[Items from a dataset]
>>>>

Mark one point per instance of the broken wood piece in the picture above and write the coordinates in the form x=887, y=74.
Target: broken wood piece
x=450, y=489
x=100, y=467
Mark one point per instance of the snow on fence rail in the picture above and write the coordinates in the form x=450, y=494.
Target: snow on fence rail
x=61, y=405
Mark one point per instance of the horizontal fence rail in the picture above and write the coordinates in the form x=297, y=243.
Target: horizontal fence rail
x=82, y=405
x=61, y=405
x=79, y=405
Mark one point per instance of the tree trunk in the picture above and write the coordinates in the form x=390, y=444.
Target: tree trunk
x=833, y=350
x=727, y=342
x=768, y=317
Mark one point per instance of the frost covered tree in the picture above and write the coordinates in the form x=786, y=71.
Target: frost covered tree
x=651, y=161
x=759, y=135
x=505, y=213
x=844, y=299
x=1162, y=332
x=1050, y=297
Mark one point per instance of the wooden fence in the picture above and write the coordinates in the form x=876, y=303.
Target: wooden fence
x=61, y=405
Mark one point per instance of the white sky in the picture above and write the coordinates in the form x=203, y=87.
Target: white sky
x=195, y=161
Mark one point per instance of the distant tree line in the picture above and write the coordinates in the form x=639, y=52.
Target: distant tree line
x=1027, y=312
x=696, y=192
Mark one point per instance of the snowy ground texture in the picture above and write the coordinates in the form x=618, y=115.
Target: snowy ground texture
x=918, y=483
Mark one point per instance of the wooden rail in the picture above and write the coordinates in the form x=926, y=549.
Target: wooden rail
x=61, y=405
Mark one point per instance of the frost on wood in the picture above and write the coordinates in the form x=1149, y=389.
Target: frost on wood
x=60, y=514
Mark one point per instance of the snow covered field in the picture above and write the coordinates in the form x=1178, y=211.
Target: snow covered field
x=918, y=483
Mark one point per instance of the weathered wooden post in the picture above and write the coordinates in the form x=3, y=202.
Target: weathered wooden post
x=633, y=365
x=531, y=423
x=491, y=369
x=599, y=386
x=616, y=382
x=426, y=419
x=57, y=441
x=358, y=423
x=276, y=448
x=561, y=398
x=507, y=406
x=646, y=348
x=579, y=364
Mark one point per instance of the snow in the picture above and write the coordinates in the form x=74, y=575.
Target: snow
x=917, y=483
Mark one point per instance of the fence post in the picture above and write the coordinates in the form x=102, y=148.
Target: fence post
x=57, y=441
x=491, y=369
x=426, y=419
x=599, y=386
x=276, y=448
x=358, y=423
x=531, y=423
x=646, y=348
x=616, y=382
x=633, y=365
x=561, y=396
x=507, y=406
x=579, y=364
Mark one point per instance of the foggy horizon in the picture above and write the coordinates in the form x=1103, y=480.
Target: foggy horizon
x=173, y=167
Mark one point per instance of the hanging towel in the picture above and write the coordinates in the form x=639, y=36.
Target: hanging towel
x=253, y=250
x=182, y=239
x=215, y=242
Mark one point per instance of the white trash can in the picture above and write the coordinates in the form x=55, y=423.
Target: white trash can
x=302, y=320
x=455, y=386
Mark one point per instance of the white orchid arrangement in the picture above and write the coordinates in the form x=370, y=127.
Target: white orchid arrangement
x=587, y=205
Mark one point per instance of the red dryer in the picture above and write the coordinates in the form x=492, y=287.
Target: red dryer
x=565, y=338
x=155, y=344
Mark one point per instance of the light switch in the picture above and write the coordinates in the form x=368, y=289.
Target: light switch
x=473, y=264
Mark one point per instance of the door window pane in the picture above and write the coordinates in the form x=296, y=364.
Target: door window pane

<<<<

The exercise:
Reproduce every row from the one containing "Mark one point per instance of the red" down to the final row, both included, with their requests. Offset each x and y coordinate in the answers by adding 97.

Correct result:
Mark one point per instance of the red dryer in the picture above and write the coordinates in the form x=492, y=287.
Target: red dryer
x=662, y=435
x=252, y=441
Mark one point per instance of the light switch in the picture above and write the coordinates in the form x=368, y=289.
Target: light switch
x=570, y=361
Mark one point per instance of the door window pane in the picture above and write the coordinates in the form x=296, y=364.
Target: door window pane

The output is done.